• Records excerpted from a collection:
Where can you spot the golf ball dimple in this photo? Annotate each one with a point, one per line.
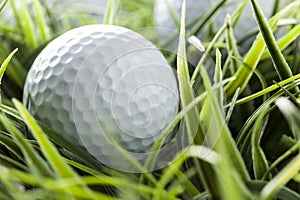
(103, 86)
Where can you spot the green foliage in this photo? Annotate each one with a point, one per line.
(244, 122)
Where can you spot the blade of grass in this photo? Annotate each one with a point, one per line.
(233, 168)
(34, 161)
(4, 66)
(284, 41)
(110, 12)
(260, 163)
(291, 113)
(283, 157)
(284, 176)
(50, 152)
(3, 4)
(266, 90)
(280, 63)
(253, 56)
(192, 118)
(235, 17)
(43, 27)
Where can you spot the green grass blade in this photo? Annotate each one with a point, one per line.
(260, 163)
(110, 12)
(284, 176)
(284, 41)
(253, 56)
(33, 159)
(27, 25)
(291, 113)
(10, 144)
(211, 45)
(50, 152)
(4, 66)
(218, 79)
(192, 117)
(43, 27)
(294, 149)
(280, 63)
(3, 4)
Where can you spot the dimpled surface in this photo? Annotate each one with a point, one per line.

• Task brief:
The records above are to be transcribed in full, with images omitted.

• Written response:
Where can you spot the golf ball dimple in this photo? Annotate each one with a point, one per line.
(103, 86)
Where can you spot the green foliage in this photo? Annotate each one with a point, one per line.
(244, 122)
Where can you spot the blade of grass in this photo? Annotate each one with a point, one per line.
(233, 168)
(34, 161)
(4, 66)
(284, 41)
(110, 12)
(260, 163)
(291, 113)
(283, 157)
(284, 176)
(50, 152)
(3, 4)
(266, 90)
(280, 63)
(253, 56)
(192, 118)
(235, 17)
(43, 27)
Where can you spot the green grass blade in this photo? Annotate each one with a point, one per line.
(260, 163)
(110, 12)
(284, 176)
(284, 41)
(253, 56)
(33, 159)
(27, 25)
(291, 113)
(10, 144)
(211, 45)
(50, 152)
(4, 66)
(218, 79)
(192, 117)
(43, 27)
(294, 149)
(280, 63)
(3, 4)
Where can you spot the dimpled surface in this photo? Annotate each one with a point, one per line.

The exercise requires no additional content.